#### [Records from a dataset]
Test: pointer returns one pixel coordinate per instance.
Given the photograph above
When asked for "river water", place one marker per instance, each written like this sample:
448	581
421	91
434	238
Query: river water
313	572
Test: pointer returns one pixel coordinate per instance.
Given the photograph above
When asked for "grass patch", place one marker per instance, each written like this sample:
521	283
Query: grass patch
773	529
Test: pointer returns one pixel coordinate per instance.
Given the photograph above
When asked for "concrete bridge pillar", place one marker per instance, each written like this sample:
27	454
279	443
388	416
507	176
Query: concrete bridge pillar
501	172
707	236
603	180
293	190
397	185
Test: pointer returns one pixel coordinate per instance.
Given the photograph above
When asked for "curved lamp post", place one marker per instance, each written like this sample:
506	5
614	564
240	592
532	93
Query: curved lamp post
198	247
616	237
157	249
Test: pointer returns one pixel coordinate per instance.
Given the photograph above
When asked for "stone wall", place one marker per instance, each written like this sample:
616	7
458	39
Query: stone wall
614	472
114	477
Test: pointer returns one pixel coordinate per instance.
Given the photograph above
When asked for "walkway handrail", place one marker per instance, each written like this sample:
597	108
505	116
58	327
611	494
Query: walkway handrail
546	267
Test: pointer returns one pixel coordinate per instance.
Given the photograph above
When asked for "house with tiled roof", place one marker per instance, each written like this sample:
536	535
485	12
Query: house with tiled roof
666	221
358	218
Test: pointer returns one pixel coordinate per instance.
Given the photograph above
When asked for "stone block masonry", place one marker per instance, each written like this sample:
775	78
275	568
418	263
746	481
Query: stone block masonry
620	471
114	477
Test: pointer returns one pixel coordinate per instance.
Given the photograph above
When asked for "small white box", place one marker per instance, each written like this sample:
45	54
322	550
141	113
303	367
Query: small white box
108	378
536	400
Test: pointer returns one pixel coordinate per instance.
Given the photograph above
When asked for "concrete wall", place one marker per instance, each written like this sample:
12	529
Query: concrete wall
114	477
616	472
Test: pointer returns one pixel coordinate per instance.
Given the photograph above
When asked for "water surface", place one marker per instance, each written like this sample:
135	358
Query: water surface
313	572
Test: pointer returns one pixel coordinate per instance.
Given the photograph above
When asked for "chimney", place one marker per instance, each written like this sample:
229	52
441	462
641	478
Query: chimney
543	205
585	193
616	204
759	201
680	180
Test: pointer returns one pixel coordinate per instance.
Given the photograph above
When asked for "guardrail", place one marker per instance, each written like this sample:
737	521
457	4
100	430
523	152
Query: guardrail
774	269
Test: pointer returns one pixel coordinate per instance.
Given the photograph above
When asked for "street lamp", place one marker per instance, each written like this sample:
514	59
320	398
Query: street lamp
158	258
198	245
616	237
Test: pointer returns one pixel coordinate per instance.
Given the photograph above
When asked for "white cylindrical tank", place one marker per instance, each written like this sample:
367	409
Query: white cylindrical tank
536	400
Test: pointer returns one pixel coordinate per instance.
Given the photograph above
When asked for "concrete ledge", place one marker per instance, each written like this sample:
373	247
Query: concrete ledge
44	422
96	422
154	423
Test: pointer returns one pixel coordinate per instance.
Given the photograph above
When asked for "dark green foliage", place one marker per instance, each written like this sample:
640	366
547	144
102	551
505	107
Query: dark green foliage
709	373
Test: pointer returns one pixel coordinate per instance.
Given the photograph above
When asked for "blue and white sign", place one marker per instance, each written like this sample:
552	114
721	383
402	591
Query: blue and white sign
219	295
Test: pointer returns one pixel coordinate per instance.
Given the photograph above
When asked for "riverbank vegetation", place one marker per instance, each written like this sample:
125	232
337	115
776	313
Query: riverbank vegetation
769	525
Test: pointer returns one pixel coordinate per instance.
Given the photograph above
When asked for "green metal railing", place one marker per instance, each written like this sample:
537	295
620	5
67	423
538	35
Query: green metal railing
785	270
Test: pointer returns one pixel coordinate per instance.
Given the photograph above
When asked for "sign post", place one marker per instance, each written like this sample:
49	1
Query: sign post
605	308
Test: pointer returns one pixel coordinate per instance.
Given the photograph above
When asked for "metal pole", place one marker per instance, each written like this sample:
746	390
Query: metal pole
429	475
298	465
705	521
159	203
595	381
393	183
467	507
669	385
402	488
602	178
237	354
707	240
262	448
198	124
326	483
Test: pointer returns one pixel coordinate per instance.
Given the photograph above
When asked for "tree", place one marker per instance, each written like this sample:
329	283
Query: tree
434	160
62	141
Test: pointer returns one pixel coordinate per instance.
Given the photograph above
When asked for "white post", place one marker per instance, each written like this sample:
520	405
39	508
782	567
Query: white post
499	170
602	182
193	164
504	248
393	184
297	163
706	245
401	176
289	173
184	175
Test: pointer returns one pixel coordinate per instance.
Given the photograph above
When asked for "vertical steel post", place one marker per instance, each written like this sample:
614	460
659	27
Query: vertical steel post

#### [EXERCISE DIRECTIONS]
Lines in the data that include the word "vertical" should all be copied.

#### [ANSWER BOX]
When asked for "vertical steel post", place one marker per instance, each written like this sample:
Query: vertical steel post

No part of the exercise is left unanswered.